List each line of the material below that contains the string "object", copying every such line in full.

Pointing records
· · · · · · ·

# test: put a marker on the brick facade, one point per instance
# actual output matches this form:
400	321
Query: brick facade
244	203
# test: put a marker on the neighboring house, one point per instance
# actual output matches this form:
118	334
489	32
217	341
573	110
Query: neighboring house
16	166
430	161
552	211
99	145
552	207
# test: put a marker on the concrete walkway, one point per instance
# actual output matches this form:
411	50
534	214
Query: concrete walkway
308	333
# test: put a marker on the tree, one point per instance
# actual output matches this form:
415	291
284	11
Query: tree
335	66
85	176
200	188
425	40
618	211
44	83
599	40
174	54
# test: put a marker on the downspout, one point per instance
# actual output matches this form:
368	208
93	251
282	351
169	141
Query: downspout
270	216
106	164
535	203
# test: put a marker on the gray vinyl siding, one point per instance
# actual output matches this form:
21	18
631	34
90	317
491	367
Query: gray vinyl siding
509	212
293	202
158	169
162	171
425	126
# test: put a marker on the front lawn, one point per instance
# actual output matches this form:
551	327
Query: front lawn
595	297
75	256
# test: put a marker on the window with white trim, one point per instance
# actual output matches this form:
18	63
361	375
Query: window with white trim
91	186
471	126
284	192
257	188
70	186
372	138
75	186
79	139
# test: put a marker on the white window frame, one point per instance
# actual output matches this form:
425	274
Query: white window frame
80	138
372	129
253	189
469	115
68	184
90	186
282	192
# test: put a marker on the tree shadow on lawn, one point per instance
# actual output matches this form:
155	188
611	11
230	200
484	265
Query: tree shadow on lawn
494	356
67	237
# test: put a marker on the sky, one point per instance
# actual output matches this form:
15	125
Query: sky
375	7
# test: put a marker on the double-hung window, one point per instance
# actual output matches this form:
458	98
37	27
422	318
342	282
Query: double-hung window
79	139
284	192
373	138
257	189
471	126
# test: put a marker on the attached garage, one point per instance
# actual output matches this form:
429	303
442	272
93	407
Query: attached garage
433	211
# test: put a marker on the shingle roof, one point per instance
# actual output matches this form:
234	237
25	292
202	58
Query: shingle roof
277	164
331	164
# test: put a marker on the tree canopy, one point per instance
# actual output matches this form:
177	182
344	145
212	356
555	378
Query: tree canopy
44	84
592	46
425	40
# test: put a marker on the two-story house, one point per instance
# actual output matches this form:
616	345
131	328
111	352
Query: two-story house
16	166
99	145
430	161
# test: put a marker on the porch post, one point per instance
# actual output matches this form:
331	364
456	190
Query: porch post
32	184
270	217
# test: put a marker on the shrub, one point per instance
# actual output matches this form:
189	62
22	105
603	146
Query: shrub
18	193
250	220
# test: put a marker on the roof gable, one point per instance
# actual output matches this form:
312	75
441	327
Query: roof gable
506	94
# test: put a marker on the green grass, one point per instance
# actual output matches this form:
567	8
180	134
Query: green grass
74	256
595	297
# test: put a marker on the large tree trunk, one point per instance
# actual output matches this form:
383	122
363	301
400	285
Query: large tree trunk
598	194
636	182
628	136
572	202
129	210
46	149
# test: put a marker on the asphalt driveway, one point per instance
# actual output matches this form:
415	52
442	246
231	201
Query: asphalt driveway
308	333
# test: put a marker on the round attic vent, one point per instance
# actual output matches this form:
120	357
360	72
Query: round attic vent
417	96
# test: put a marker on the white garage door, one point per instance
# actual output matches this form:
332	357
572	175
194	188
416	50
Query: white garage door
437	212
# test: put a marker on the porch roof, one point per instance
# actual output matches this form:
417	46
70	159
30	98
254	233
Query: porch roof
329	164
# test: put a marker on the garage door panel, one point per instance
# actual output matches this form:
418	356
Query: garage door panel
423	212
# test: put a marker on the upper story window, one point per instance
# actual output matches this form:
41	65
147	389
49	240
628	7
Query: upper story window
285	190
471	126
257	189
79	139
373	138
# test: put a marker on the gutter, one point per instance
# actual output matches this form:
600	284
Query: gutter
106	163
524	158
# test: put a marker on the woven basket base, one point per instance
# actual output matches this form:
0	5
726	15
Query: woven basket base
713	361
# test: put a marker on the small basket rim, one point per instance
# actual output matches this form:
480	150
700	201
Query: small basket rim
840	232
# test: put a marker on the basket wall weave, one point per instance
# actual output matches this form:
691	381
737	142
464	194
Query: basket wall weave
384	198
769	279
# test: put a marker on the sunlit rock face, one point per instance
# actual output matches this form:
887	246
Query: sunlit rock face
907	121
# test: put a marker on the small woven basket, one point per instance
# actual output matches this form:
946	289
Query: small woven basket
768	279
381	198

· · · · · · ·

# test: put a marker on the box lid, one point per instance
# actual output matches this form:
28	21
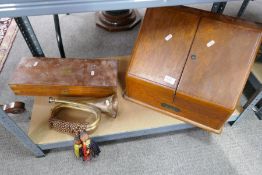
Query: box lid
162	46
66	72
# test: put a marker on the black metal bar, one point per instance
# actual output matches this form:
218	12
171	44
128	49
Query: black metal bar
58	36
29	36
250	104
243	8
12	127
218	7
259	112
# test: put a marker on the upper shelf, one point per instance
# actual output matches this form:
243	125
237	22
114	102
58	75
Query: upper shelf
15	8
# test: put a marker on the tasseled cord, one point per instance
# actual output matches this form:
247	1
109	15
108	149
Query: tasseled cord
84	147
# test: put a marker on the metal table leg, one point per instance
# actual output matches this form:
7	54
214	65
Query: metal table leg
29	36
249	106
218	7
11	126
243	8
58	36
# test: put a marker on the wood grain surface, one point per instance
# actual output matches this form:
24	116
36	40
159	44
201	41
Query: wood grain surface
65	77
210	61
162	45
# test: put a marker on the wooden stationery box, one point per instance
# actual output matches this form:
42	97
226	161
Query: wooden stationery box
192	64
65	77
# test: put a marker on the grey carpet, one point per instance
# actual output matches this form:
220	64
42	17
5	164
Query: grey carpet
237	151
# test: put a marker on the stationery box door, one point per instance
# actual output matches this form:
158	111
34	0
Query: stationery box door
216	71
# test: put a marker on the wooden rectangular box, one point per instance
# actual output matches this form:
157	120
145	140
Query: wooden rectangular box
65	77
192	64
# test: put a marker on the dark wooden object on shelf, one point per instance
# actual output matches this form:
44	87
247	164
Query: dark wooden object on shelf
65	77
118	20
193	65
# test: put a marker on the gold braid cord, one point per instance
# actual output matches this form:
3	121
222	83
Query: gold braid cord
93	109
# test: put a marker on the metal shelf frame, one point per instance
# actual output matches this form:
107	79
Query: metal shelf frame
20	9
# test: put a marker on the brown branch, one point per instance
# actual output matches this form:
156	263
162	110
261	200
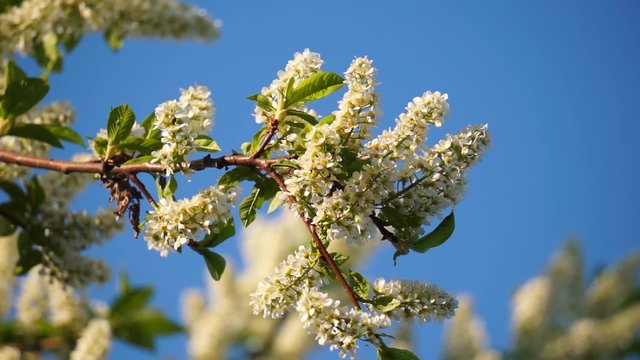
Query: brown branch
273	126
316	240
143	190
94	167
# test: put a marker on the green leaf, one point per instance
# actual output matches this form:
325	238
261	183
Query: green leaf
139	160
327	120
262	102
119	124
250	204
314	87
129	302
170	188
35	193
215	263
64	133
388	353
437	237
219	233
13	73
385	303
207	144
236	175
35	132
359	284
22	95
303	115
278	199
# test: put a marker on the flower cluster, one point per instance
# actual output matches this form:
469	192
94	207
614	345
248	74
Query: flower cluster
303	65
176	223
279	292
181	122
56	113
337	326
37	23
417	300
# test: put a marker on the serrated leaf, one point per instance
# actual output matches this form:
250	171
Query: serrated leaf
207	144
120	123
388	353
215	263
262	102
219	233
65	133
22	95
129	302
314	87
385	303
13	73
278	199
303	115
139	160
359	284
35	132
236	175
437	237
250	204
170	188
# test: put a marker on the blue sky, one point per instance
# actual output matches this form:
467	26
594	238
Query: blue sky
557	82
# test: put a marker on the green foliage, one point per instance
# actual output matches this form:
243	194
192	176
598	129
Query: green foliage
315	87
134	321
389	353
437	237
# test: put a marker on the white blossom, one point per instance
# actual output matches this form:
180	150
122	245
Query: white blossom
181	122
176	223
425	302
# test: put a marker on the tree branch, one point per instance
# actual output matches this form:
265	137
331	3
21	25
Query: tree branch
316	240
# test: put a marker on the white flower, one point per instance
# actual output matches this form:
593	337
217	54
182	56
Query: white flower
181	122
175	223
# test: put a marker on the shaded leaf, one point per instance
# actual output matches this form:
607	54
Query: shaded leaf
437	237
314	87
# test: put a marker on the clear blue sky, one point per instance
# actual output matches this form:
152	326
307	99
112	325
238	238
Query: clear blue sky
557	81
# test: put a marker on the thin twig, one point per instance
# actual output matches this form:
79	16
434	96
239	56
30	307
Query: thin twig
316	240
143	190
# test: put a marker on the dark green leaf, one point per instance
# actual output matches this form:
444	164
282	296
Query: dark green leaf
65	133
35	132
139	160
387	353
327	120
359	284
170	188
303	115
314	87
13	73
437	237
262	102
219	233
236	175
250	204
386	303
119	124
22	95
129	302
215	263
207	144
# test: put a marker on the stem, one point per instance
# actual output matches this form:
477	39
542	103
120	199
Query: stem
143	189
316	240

· · · · · · ·

_TASK OUTPUT_
# test: put a marker on the dark wooden object on shelf, one point per instance
Query: dark wooden object on shelf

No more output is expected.